→ Set exercise 1:
Answer these from the Bochum Program text:
(a) Where and on what dates did the antisemitic congress that approved the program convene?
(b) How many delegates attended that congress?
(c) What does point 1 say the party desires regarding worship and conscience?
→ Set exercise 2: Carry on the Bochum Program text from its last sentence, keeping the same form and manner.

→ Document text:
┄┄┄┄┄┄┄┄┄┄
Abstract

The Antisemitic German Social Party (1889) was a merger of several antisemitic groups that had spent most of the previous decade fighting among themselves and forming independent leagues, associations, and parties. The new party’s “principles and demands” were approved by an antisemitic congress that convened in Bochum on June 10–11, 1889. The congress’s 283 delegates approved a program that underscored the heterogeneity of the antisemitic movement at the time: espousing both extreme conservative and quasi-socialist goals, it reflects the diverse viewpoints of such antisemitic participants as Max Liebermann von Sonnenberg (1848–1911) and Theodor Fritsch (1852–1933). Otto Böckel (1859–1923), who had been elected to the Reichstag the previous year, walked out of the congress when his proposed name (“Antisemitic Party”) was not accepted, while the Christian Social followers of Court Chaplain Adolf Stoecker (1835–1909) distanced themselves from the program because it framed the Jewish question explicitly in terms of race. German Jews, we read, are to be placed under the Aliens Law and stripped of the right to hold public office; Jewish immigration from Eastern Europe is also to be halted. At the same time, the program concedes that Social Democratic demands for economic and social equality cannot be dismissed out of hand.

The Antisemitic German Social Party, Bochum Program (June 11, 1889)

Source

1. We acknowledge the great significance of the Christian worldview [Weltanschauung] for the moral development of humanity. We are aware of the interaction between national and religious life, especially in the case of the German people. We acknowledge the Christian church’s moral and social calling and therefore would like to see it as free as possible from state influence. We desire complete freedom of worship and conscience. All convictions of conscience, including those of persons outside the religious denominations, have a right to tolerance and state protection, provided they do not infringe upon the law.
┄┄┄┄┄┄┄┄┄┄
→ Supplied information:

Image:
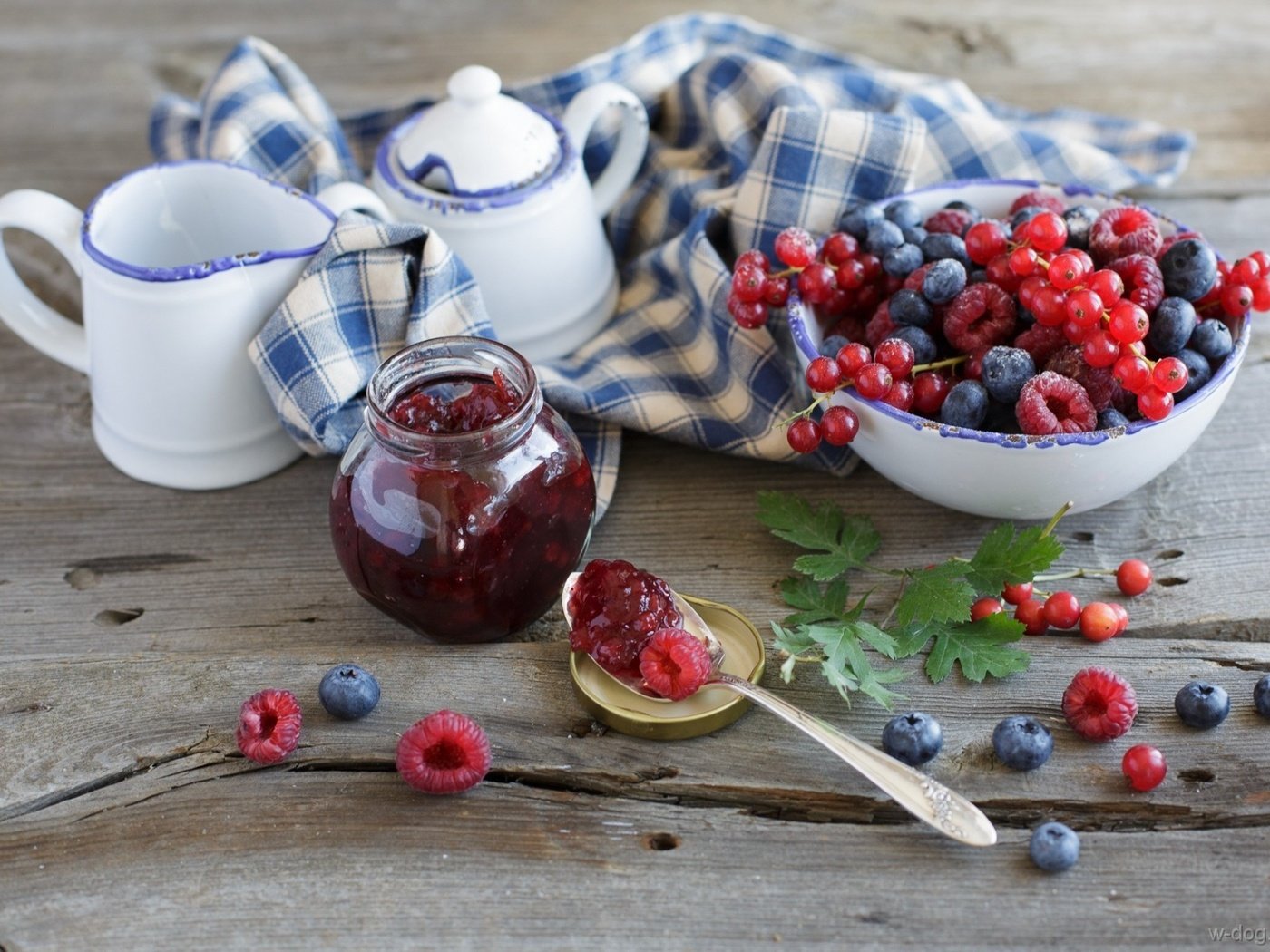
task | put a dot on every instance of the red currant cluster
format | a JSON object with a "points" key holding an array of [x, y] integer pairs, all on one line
┄┄┄┄┄┄┄┄┄┄
→ Answer 1:
(a) In Bochum, on June 10–11, 1889.
(b) 283 delegates.
(c) Complete freedom of worship and conscience.

→ Answer 2:
2. We demand from all citizens and social associations as well as from the entire state a more moral and ideal view of professions, obligations, and privileges than the view that has spread during the last two decades, in particular, to the great detriment of our people.

3. The Antisemitic German Social Party conforms to the Reich constitution and favors both strong imperial authority and conscientious respect for the rights of the German princes.

4. To safeguard Germany’s position of power externally and to protect peaceful development from violent attempts at revolution, we require strong military forces on land and on the seas. We regard our people’s army, based on the Germanic principle of universal compulsory military service, as a national educational institution of the first order. Moreover, we do not consider the funds used for it as capital invested unprofitably, provided that the army’s necessary equipment and supplies are procured from the domestic market, whereby the millions spent flow back to the working and producing population.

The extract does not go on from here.